** Written task **
Copy out every line starting at the one containing "Report the location of each instance of the blonde hair" and ending at the one containing "x=154, y=213", requests included, and add 120 to each number in the answer coordinates.

** Data to use **
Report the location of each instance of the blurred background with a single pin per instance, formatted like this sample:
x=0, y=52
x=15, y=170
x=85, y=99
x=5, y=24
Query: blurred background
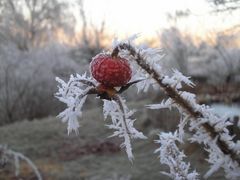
x=42, y=39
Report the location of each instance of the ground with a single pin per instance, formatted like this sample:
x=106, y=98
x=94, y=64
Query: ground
x=90, y=155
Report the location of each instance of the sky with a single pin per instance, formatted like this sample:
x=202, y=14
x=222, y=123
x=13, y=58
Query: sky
x=147, y=17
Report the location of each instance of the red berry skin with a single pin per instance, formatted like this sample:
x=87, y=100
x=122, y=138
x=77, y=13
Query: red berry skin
x=110, y=71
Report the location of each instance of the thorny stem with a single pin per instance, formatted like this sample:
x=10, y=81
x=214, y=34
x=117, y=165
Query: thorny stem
x=174, y=94
x=118, y=99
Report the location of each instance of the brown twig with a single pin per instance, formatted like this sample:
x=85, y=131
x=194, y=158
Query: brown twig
x=174, y=94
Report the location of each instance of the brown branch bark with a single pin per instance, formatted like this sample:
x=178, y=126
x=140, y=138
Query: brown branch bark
x=173, y=93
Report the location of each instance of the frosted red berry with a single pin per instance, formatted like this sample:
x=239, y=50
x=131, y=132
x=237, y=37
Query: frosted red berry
x=110, y=71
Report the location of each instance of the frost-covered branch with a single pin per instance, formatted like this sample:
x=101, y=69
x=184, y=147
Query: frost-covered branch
x=208, y=128
x=122, y=123
x=74, y=93
x=173, y=157
x=6, y=154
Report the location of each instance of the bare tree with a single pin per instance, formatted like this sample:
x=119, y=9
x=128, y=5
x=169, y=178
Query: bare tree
x=29, y=23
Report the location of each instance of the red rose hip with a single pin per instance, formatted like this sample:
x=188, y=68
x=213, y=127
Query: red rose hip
x=110, y=71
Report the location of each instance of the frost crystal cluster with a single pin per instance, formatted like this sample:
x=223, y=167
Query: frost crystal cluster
x=173, y=157
x=207, y=128
x=74, y=93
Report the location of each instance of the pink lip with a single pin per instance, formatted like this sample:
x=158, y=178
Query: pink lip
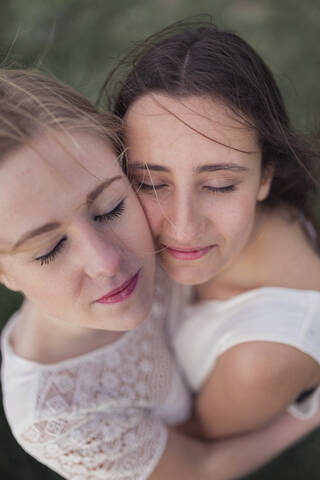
x=121, y=293
x=188, y=253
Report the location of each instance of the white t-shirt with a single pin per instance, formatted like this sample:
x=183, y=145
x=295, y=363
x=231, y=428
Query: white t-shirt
x=207, y=329
x=101, y=415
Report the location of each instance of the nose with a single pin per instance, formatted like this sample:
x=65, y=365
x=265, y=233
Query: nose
x=99, y=253
x=184, y=223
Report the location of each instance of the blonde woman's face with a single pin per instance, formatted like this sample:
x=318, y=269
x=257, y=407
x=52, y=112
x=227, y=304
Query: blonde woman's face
x=81, y=250
x=197, y=171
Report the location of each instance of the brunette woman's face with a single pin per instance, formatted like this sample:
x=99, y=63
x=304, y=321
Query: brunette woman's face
x=82, y=247
x=197, y=171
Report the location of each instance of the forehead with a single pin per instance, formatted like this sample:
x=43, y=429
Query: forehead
x=161, y=120
x=59, y=159
x=46, y=180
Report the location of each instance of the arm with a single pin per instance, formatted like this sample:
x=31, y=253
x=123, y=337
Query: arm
x=250, y=385
x=187, y=459
x=137, y=448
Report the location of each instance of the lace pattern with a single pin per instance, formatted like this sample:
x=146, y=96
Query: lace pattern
x=93, y=415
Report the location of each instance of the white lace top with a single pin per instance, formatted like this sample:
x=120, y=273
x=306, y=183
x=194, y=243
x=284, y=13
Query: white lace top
x=209, y=328
x=101, y=415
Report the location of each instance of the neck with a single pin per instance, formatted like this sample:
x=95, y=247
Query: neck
x=44, y=339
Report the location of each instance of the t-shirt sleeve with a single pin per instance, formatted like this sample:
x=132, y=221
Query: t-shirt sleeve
x=119, y=445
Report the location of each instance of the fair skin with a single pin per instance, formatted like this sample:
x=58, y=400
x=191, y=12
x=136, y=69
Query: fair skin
x=62, y=183
x=197, y=170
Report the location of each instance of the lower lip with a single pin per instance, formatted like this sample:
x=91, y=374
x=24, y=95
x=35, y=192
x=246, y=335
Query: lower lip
x=123, y=293
x=189, y=254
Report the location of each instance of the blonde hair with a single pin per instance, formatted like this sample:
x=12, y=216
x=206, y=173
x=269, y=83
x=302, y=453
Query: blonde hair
x=31, y=101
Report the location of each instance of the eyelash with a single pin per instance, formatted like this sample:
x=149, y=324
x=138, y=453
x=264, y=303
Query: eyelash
x=149, y=188
x=106, y=217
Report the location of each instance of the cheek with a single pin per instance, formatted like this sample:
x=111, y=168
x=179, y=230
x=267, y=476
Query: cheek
x=236, y=221
x=154, y=213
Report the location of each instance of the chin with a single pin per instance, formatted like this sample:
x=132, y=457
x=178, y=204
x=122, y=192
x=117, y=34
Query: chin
x=188, y=275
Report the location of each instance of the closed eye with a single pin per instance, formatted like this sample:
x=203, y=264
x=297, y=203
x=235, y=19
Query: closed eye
x=106, y=217
x=228, y=188
x=149, y=187
x=114, y=213
x=50, y=256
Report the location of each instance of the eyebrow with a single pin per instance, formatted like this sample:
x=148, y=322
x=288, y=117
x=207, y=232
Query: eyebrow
x=48, y=227
x=203, y=168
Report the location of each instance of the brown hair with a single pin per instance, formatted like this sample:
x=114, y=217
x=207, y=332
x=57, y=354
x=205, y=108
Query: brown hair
x=188, y=59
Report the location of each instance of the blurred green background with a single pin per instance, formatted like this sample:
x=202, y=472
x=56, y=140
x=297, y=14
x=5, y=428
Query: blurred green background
x=80, y=40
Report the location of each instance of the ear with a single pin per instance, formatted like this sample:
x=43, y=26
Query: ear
x=8, y=282
x=265, y=184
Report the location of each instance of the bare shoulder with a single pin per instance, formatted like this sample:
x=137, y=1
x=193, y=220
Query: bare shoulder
x=288, y=255
x=251, y=384
x=260, y=363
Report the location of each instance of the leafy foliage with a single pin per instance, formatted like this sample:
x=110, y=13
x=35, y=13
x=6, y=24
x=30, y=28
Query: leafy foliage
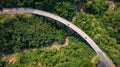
x=28, y=33
x=96, y=6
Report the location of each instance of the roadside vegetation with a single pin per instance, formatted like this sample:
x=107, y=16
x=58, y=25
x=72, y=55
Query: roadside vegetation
x=29, y=35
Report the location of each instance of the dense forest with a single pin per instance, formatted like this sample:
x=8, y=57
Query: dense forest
x=27, y=40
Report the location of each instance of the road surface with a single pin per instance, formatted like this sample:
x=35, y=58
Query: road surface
x=65, y=22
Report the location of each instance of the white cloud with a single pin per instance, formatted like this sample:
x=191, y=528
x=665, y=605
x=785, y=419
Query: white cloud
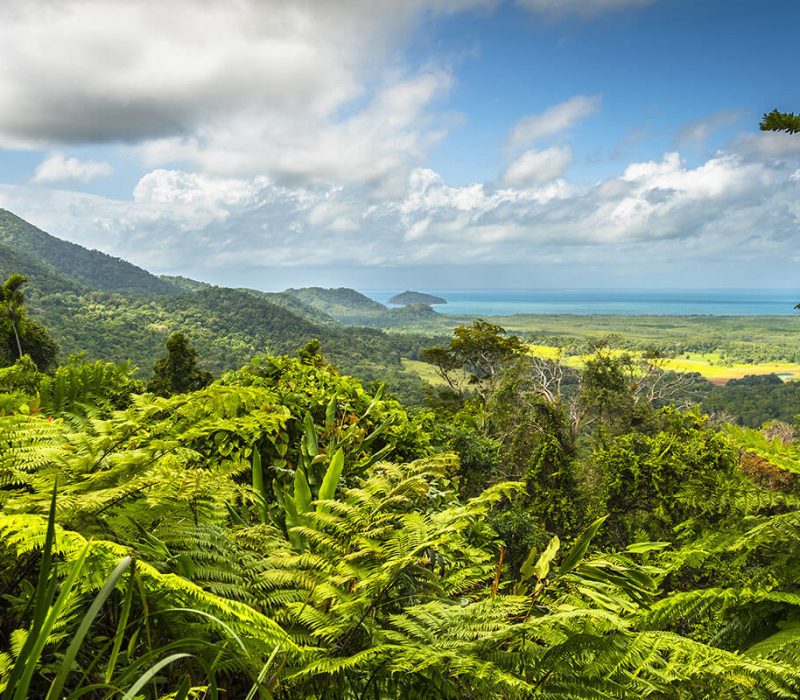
x=535, y=167
x=554, y=120
x=583, y=8
x=58, y=169
x=308, y=90
x=732, y=209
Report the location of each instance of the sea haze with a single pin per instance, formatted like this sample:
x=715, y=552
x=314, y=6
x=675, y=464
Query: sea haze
x=716, y=302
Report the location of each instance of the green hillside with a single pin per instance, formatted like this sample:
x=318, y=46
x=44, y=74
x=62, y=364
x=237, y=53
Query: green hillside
x=89, y=268
x=108, y=309
x=343, y=304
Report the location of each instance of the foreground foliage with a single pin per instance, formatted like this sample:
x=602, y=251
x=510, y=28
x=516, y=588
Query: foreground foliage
x=283, y=533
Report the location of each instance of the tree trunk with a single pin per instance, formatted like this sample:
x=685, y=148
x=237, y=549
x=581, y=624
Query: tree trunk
x=16, y=335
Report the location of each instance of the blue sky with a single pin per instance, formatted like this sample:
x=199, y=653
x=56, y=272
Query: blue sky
x=429, y=143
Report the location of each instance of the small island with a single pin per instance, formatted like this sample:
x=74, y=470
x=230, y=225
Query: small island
x=407, y=297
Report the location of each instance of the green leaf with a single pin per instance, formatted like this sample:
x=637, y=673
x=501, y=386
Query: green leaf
x=258, y=484
x=330, y=413
x=526, y=570
x=542, y=566
x=644, y=547
x=150, y=673
x=72, y=651
x=334, y=472
x=580, y=547
x=310, y=435
x=302, y=492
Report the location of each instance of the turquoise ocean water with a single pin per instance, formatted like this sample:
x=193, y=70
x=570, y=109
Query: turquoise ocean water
x=715, y=302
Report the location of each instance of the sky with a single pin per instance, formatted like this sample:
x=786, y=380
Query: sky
x=423, y=144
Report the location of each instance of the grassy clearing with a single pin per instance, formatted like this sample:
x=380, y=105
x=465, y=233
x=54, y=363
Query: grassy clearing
x=424, y=371
x=711, y=366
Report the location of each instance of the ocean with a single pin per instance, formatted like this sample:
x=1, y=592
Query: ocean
x=717, y=302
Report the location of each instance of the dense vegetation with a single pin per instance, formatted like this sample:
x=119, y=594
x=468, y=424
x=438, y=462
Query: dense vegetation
x=545, y=531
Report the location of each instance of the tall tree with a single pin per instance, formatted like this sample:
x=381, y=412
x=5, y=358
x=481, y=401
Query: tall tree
x=781, y=121
x=13, y=299
x=476, y=356
x=177, y=371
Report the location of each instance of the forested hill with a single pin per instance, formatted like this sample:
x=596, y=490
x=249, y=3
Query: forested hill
x=108, y=308
x=341, y=303
x=47, y=255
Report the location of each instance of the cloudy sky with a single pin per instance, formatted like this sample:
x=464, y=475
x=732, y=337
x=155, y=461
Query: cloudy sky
x=425, y=143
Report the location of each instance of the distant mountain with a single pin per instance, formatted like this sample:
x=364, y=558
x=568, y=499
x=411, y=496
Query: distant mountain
x=187, y=284
x=91, y=269
x=405, y=298
x=345, y=305
x=110, y=309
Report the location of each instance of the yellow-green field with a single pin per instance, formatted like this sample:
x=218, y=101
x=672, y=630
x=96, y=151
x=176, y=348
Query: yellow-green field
x=708, y=365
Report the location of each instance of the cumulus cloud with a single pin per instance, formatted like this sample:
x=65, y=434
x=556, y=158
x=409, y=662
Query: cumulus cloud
x=582, y=8
x=58, y=169
x=554, y=120
x=234, y=88
x=535, y=167
x=733, y=208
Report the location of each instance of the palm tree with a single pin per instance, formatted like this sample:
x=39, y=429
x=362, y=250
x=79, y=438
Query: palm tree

** Written answer **
Report the location of each instance of the blonde hair with a single pin per instance, formatted like this sample:
x=12, y=216
x=206, y=173
x=269, y=83
x=302, y=453
Query: blonde hair
x=151, y=221
Report the location of each instance of the eyelash with a single pin per instance, formatted like this sample:
x=149, y=324
x=138, y=453
x=264, y=303
Query: eyelash
x=269, y=308
x=226, y=337
Report the location of each instance of the cheek with a single pin per instance, formatted like this sample:
x=111, y=168
x=179, y=230
x=267, y=476
Query: cheek
x=356, y=341
x=274, y=333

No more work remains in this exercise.